>> Begin Information given

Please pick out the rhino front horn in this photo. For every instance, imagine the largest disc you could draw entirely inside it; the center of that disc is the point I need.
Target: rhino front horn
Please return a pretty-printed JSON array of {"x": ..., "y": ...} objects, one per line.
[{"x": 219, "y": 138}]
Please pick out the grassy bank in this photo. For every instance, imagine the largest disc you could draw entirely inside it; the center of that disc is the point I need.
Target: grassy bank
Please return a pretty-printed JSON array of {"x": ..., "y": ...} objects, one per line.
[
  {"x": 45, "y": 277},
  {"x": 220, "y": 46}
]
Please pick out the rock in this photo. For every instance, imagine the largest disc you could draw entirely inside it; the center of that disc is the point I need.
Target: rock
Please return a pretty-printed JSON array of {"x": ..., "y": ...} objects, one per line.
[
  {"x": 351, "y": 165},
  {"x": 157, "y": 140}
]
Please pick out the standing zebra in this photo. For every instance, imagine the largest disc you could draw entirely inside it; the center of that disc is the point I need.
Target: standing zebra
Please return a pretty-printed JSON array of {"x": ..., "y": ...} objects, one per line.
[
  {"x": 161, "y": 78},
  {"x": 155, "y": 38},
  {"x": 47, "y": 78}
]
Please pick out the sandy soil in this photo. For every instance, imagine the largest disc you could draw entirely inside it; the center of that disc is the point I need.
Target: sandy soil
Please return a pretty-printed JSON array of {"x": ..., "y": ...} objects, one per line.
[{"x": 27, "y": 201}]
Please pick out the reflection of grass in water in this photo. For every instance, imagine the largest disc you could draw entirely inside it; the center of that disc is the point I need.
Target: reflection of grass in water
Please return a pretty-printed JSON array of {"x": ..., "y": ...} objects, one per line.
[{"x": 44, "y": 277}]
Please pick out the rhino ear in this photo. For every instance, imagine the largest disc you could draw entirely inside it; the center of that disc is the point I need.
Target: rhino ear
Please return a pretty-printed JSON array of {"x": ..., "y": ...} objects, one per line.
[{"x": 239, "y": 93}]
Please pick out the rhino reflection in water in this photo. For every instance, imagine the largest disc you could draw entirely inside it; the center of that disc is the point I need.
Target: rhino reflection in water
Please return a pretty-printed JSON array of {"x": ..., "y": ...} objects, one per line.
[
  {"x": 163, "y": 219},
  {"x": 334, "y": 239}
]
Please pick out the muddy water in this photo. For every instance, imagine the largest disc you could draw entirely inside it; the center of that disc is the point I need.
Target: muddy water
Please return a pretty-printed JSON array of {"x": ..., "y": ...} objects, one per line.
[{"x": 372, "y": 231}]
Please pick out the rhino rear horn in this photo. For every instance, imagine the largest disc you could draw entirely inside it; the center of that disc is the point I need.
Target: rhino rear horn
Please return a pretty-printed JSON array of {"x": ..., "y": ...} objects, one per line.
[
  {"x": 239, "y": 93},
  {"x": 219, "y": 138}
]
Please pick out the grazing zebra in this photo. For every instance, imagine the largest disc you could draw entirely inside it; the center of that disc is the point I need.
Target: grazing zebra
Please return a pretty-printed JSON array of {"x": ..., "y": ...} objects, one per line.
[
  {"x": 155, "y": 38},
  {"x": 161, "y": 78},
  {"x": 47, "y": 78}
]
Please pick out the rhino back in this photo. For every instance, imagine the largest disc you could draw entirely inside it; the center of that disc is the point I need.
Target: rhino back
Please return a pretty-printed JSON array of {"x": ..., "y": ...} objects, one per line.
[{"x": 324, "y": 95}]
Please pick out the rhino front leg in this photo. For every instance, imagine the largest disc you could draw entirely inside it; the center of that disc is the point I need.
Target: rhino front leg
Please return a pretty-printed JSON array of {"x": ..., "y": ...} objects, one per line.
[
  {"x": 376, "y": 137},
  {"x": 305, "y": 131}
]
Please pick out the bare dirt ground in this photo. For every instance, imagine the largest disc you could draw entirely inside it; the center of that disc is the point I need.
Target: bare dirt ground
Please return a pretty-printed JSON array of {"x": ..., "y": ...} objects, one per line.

>> End Information given

■ Given problem
Rewrite all the records above with every instance of "disc" replaced by "circle", leaving everything else unchanged.

■ Final answer
Please pick out the rhino front horn in this photo. For every instance, imagine the largest circle you could draw entirely inside it; the center of that circle is the point I need.
Target: rhino front horn
Please return a pretty-printed JSON array of {"x": ..., "y": ...} objects, one per line.
[{"x": 219, "y": 138}]
Please pick out the grassy bank in this photo. For every instance, imagine the largest circle you could draw entirely inside it; the center of that circle is the point I need.
Target: grassy bank
Please return a pretty-printed JSON array of {"x": ..., "y": ...} objects, one per line.
[
  {"x": 45, "y": 277},
  {"x": 220, "y": 46}
]
Please pick out the rock in this photo. For every instance, imagine the largest circle you could draw entirely inside it; the center of that circle is the point I need.
Target: rock
Please return a pretty-printed JSON array of {"x": ..., "y": ...} objects, one per line.
[
  {"x": 351, "y": 165},
  {"x": 157, "y": 140}
]
Please pick out the standing zebra in this photo. For every instance, imagine the largest circle you could draw entirely inside it; the center of that circle is the point I need.
Target: standing zebra
Please return a pretty-printed JSON array of {"x": ..., "y": ...} objects, one per line.
[
  {"x": 161, "y": 78},
  {"x": 155, "y": 38},
  {"x": 47, "y": 78}
]
Please pick out the sandy soil in this photo. For every instance, imagine the largest circle you could draw entirely inside it; the center of that circle is the point I need.
Target: sandy soil
Please return a pretty-printed JSON array of {"x": ..., "y": ...} objects, one per line.
[{"x": 27, "y": 201}]
Please pick out the reflection of grass in water in this photo. For every instance, imagine the largest circle you could draw entirely inside it; the center of that circle is the point I need.
Target: reflection of grass in water
Please return a pretty-printed JSON array of {"x": ..., "y": ...} objects, one per line.
[{"x": 44, "y": 277}]
Please pick out the rhino ear in this photo. For every instance, imagine the largest circle you could draw entirely inside it; the center of that circle is the point I need.
Target: rhino ear
Please return a pretty-printed JSON array of {"x": ..., "y": ...} objects, one per line.
[{"x": 239, "y": 93}]
Please pick out the rhino reflection in water in this photo. For every instance, imagine the largest circle you could draw entirely inside it; the center of that circle is the point I need.
Target: rhino reflection in water
Please return a pretty-printed JSON array of {"x": ..., "y": ...} objects, one per line.
[
  {"x": 163, "y": 219},
  {"x": 334, "y": 239}
]
Please pick out the muddy water in this photo. For every instance, imagine the largest circle you could draw entirely inside it; the center of that circle is the point I need.
Target: muddy water
Please return a pretty-printed JSON array of {"x": ..., "y": ...} objects, one per line.
[{"x": 372, "y": 231}]
Please pick out the rhino rear horn in this photo. For every instance, imagine the largest circle you could draw entirely inside it; the center of that circle is the point I need.
Target: rhino rear horn
Please return a pretty-printed JSON array of {"x": ..., "y": ...} objects, one per line.
[
  {"x": 239, "y": 93},
  {"x": 219, "y": 138}
]
Please pick out the grazing zebra in this photo. For every instance, imagine the largest circle you could draw entirely inside it; the center of that circle is the point I need.
Target: grazing zebra
Please return a pretty-printed JSON array of {"x": ..., "y": ...} objects, one per line.
[
  {"x": 155, "y": 38},
  {"x": 161, "y": 78},
  {"x": 47, "y": 78}
]
Please pick out the rhino back in this photo. For every instance, imagine the largest circle you could draw entirely inside it; the center of that circle is the point I need.
Target: rhino back
Please return a pretty-printed JSON array of {"x": ..., "y": ...} objects, one per line.
[{"x": 324, "y": 95}]
Please pick out the rhino front leg in this photo. For every instance, imagine the largest circle you could draw entirely inside it; the center of that circle is the point I need.
Target: rhino front leg
Please return a pretty-printed JSON array of {"x": ..., "y": ...} objects, one per line.
[
  {"x": 376, "y": 137},
  {"x": 305, "y": 131}
]
Please pick out the bare dirt ground in this photo. For every instance, imagine the largest circle you could draw entirely inside it; the center of that circle is the point I need.
Target: bare dirt ground
Please return a pretty-printed JSON array of {"x": ..., "y": ...} objects, one per line.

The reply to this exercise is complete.